TASK: Retype the lines of the items without any change, from the line containing "Return the outline of every instance of the weathered" through the end of the items.

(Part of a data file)

* * * * *

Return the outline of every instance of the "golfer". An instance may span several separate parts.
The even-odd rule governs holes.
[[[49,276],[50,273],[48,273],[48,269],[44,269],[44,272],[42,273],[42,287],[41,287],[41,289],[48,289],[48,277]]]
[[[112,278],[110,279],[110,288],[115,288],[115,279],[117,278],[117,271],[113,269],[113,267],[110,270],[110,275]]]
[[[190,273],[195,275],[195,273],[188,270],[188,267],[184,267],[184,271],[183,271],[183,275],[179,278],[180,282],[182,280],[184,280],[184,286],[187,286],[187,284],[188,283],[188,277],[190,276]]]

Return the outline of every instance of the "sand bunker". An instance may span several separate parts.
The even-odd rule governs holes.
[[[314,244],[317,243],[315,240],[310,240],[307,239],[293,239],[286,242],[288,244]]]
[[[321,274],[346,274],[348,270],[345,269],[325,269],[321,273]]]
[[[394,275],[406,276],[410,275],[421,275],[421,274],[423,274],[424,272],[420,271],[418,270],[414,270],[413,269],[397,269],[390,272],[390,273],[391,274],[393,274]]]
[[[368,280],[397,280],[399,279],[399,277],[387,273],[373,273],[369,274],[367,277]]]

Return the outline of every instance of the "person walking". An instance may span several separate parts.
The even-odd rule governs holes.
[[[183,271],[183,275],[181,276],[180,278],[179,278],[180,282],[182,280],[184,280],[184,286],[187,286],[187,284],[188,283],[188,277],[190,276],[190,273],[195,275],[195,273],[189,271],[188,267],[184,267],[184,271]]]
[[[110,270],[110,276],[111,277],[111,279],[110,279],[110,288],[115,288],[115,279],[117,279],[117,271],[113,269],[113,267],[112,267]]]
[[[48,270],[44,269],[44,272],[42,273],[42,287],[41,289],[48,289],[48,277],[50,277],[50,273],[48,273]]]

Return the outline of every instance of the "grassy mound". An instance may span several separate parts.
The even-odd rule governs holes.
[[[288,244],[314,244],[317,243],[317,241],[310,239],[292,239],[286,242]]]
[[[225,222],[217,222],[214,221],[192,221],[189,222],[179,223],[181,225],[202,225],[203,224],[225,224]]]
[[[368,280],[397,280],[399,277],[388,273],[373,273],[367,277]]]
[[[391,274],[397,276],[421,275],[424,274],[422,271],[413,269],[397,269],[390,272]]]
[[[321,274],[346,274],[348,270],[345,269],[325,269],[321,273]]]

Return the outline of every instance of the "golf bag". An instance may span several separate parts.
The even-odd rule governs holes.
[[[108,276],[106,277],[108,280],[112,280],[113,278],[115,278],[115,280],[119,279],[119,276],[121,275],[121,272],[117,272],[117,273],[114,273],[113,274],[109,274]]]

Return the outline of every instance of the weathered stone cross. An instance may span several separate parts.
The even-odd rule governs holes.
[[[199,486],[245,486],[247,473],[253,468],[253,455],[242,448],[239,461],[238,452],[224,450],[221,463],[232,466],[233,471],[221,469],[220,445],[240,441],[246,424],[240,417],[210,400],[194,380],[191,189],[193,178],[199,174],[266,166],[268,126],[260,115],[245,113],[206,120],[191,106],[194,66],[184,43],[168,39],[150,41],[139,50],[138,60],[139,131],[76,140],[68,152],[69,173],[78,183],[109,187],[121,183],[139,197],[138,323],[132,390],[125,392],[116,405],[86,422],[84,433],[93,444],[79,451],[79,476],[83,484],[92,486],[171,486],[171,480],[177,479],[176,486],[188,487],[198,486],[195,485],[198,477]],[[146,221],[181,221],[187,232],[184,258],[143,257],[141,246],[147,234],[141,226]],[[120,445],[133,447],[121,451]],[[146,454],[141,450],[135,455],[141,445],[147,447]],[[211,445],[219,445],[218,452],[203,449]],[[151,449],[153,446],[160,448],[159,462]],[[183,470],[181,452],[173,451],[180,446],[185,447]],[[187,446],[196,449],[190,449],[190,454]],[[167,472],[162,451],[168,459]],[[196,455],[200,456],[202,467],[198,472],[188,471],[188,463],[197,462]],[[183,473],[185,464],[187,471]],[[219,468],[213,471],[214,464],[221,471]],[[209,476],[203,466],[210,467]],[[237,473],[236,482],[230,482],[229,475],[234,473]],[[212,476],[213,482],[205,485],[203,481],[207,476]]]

* * * * *

SOLUTION FOR THIS PROBLEM:
Return the outline of every instance of the weathered stone cross. An instance may span several separate parts.
The even-odd rule governs holes.
[[[199,486],[245,486],[247,473],[253,468],[253,455],[242,448],[239,461],[238,452],[224,450],[221,463],[232,466],[233,471],[221,469],[220,445],[240,441],[246,424],[240,417],[210,400],[194,380],[191,189],[193,178],[199,174],[266,166],[268,126],[260,115],[245,113],[206,120],[191,106],[194,66],[184,43],[168,39],[150,41],[139,50],[138,60],[139,131],[76,140],[68,152],[69,173],[78,183],[109,187],[121,183],[139,197],[138,323],[132,390],[125,392],[116,405],[86,422],[84,433],[93,444],[79,451],[79,476],[83,484],[92,486],[171,486],[171,480],[177,479],[176,486],[188,487],[198,486],[195,485],[198,477]],[[146,221],[181,221],[187,232],[184,258],[143,257],[141,246],[147,234],[141,226]],[[120,445],[133,447],[121,451]],[[146,454],[141,450],[135,455],[141,445],[147,447]],[[211,445],[219,445],[218,452],[203,449]],[[151,449],[153,446],[160,448],[159,462]],[[183,470],[181,452],[173,451],[180,446],[185,447]],[[187,446],[196,449],[190,449],[190,454]],[[167,472],[162,451],[168,459]],[[196,455],[200,456],[202,467],[198,472],[188,471],[188,463],[197,462]],[[183,473],[185,464],[187,471]],[[219,468],[213,471],[214,464],[221,471]],[[209,476],[203,466],[210,467]],[[237,473],[236,482],[230,482],[229,475],[234,473]],[[212,476],[213,482],[205,485],[203,481],[207,476]]]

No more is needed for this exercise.